**Work order**
Leave every image behind and restate the data word for word.

**Material shown**
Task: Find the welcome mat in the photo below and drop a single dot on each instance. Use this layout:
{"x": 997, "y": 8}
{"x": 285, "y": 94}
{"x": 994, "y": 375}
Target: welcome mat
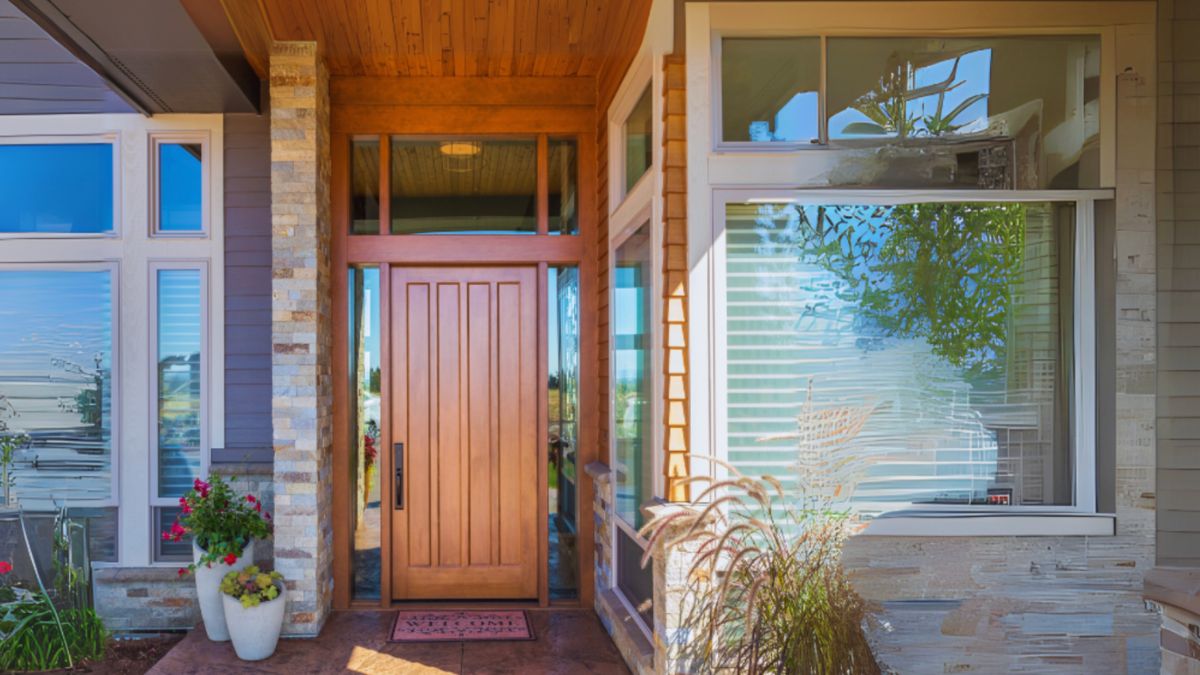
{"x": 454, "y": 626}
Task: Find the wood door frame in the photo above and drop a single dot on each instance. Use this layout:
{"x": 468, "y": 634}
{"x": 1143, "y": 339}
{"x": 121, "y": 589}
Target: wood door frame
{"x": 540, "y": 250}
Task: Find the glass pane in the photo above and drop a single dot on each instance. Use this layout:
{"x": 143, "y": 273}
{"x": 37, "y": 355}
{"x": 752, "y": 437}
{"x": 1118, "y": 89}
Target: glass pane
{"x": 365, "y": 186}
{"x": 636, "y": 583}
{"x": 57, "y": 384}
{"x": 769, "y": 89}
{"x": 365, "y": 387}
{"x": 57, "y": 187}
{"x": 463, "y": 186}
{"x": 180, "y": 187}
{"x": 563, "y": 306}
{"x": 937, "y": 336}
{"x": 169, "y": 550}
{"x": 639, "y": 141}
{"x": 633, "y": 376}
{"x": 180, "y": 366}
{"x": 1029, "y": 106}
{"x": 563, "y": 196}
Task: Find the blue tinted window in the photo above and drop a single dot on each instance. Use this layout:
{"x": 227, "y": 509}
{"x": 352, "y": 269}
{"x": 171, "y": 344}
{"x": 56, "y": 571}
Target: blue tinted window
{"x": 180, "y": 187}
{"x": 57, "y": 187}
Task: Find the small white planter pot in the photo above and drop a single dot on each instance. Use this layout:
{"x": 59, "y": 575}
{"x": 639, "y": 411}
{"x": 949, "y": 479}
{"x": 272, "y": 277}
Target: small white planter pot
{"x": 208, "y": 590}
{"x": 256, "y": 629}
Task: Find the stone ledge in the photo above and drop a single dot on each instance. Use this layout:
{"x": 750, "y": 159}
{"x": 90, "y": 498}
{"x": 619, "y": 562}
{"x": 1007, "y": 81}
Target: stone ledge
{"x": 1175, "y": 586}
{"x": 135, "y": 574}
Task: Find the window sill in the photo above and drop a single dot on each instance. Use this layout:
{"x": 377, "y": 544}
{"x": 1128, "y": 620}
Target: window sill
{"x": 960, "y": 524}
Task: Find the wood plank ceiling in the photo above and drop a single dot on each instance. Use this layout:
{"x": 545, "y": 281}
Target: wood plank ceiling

**Task result**
Task: Find the welcome mat in the photo below and drop a single dot on each instance. Use this layout:
{"x": 997, "y": 8}
{"x": 285, "y": 94}
{"x": 994, "y": 375}
Target: welcome mat
{"x": 454, "y": 626}
Task: Find the wood door frame in the photo above and drop a single dot on each instance. Use this layout:
{"x": 468, "y": 634}
{"x": 1143, "y": 339}
{"x": 121, "y": 589}
Target: wood door frame
{"x": 540, "y": 250}
Task: Find the glass pane in the photo above and drop a single dot on each instance. Use this layout:
{"x": 143, "y": 273}
{"x": 37, "y": 355}
{"x": 752, "y": 437}
{"x": 1118, "y": 89}
Target: glass pane
{"x": 365, "y": 186}
{"x": 636, "y": 583}
{"x": 57, "y": 384}
{"x": 769, "y": 89}
{"x": 365, "y": 387}
{"x": 57, "y": 187}
{"x": 463, "y": 186}
{"x": 180, "y": 187}
{"x": 563, "y": 306}
{"x": 937, "y": 336}
{"x": 169, "y": 550}
{"x": 639, "y": 141}
{"x": 633, "y": 376}
{"x": 180, "y": 366}
{"x": 1029, "y": 106}
{"x": 563, "y": 196}
Task: Find the blue tinted window in the photo above and drop a single dot on each instance. Use this layout:
{"x": 227, "y": 509}
{"x": 352, "y": 269}
{"x": 171, "y": 344}
{"x": 56, "y": 571}
Target: blue tinted window
{"x": 180, "y": 187}
{"x": 57, "y": 187}
Task: Find the small white planter pot in the photo above and drop a single dot on each instance. Use this layout:
{"x": 59, "y": 575}
{"x": 639, "y": 411}
{"x": 949, "y": 479}
{"x": 272, "y": 277}
Target: small white planter pot
{"x": 208, "y": 590}
{"x": 256, "y": 629}
Task: Find the stone ledge in the photo above and drop a single dot on each instance. Use this layout:
{"x": 750, "y": 159}
{"x": 90, "y": 498}
{"x": 619, "y": 562}
{"x": 1007, "y": 81}
Target: stone ledge
{"x": 1175, "y": 586}
{"x": 135, "y": 574}
Task: Find the window sill in the photo above and drop a single dot on each instance. Use this layout:
{"x": 377, "y": 544}
{"x": 1128, "y": 620}
Target: window sill
{"x": 960, "y": 524}
Task: Find the wood plank ceiling in the photo above and drop a single dot on each instance. Use this layout:
{"x": 545, "y": 281}
Target: wood plank ceiling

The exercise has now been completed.